(Excerpts of pointing data)
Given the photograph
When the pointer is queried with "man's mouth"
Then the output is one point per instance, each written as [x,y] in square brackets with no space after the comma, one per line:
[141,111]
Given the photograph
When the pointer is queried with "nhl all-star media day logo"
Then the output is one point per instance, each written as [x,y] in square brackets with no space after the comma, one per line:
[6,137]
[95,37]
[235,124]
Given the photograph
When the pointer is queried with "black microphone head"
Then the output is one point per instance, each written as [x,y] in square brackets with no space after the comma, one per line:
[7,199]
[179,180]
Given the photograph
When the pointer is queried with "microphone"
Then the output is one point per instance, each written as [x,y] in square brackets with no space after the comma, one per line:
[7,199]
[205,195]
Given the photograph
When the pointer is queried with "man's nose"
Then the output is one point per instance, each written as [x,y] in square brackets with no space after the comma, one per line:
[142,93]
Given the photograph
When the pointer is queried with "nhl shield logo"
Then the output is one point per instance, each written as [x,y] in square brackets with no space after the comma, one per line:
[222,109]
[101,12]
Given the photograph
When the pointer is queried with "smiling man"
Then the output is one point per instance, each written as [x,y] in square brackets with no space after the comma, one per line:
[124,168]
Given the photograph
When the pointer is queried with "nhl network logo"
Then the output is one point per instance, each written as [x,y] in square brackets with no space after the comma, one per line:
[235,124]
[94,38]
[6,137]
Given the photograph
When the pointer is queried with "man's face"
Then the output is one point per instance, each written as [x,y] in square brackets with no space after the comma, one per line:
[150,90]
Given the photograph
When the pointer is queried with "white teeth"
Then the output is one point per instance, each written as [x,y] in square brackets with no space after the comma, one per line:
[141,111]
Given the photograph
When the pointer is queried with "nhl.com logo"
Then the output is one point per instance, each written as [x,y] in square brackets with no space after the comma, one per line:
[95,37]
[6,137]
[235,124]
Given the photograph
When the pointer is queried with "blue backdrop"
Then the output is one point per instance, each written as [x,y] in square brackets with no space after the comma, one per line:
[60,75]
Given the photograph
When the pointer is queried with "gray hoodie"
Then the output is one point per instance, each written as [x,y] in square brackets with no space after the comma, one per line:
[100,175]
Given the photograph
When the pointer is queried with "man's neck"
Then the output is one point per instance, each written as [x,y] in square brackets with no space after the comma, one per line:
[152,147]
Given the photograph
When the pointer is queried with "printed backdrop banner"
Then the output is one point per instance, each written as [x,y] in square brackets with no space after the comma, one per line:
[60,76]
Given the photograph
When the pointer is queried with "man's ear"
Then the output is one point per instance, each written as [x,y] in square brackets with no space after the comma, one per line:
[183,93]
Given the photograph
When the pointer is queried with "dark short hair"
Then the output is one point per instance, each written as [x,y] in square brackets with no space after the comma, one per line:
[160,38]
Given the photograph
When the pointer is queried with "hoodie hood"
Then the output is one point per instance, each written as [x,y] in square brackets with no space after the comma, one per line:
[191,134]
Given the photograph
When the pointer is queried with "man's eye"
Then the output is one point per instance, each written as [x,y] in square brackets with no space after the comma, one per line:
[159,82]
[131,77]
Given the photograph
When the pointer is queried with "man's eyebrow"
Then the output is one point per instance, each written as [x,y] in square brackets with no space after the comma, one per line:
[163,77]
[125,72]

_Task instructions:_ Write the data from above out again, exactly.

_Finished exercise:_
Given the photograph
When the pointer is queried with "man's mouth"
Then the output is one point per instance, each written as [x,y] in square brackets with no space after the comma, one per line:
[141,111]
Given the photograph
When the pointer is queried with "nhl all-star media day logo"
Then the output is one point per instance, each written as [x,y] in square brackets with no space after the comma, one per line:
[6,137]
[95,37]
[235,124]
Given the photograph
When the pointer is queried with "black microphone head"
Then the output is one point per instance, each written as [x,y] in square brackets with no space after the comma, one per line:
[7,199]
[179,180]
Given the photograph
When the pointer is queried with "microphone"
Then the output is one point per instance, each written as [x,y] in square brackets with no space after the comma, one per line:
[7,199]
[205,195]
Given the photograph
When the pointer is queried with "man's nose"
Then the output is one point per instance, each written as [x,y] in square brackets with no space after the comma, one per line:
[142,93]
Given the photograph
When the pointer is queried with "nhl shield logo"
Then the output is one point per instance, each written as [x,y] in square brackets with no space after the comma, one per line:
[222,109]
[101,12]
Given the photograph
When the pointer is queried with "smiling man"
Then the output is one point per instance, each written as [x,y] in square brackets with no space after the comma, one per line:
[124,168]
Given the photograph
When the pointer is queried with "nhl network logo"
Then the output is one point per instance, each written as [x,y] in square brackets with no space after the comma, one per line:
[235,124]
[94,38]
[6,137]
Given the photograph
When the pointer is queried with "man's face"
Then the output is one point per instance, each written as [x,y] in square brackets with no space after the comma, one per line:
[150,90]
Given the photograph
When the pointer is queried with "white teeth"
Then the output is one point per instance, each written as [x,y] in square brackets with no space after the comma, one per line:
[141,111]
Given the photograph
When the pointer is queried with "nhl.com logo"
Then the output is one point per instance, each written as [x,y] in square brackets with no space after the comma, one per line:
[95,37]
[6,137]
[235,124]
Given the photograph
When the pointer is queried with "blue backdrop"
Then the output is one point per instance, each written as [x,y] in square brackets with no space after the comma, one per line:
[60,75]
Given the photograph
When the pointer is queried with "gray hoodie"
Then the output is one point per instance, each written as [x,y] in square brackets with no space after the comma, one per line:
[100,175]
Given the photograph
When the pointer is queried with "man's neck"
Then the output is one point per instance, each written as [x,y] in square brackets with no space after the comma, one per line:
[152,147]
Given the photograph
When the pointer is queried with "printed backdrop banner"
Then the output is one point per instance, each written as [x,y] in square brackets with no space after the comma, one per line:
[60,76]
Given the photograph
When the pointer is queried with "man's ear"
Then the output is one point per instance, each written as [x,y] in square brackets with no space after the comma, one per line:
[183,93]
Given the photograph
When the pointer is queried with "dark short hair"
Then the output is one point per instance, each written as [x,y] in square brackets with no space after the comma, one per line:
[160,38]
Given the photograph
When the pointer is queried with "hoodie hood"
Then the output is one point per instance, each written as [x,y] in square brackets with no space after the comma, one per line:
[191,134]
Given the photograph
When the pointer is queried with "man's eye"
Then the output is one point per instance, each written as [x,y] in square brackets with no space after the comma, one per line:
[159,82]
[131,77]
Given the photograph
When the pointer is queried with "man's eyebrow"
Then the output is one point per instance, each written as [x,y] in square brackets with no space after the comma, one per line:
[163,77]
[125,72]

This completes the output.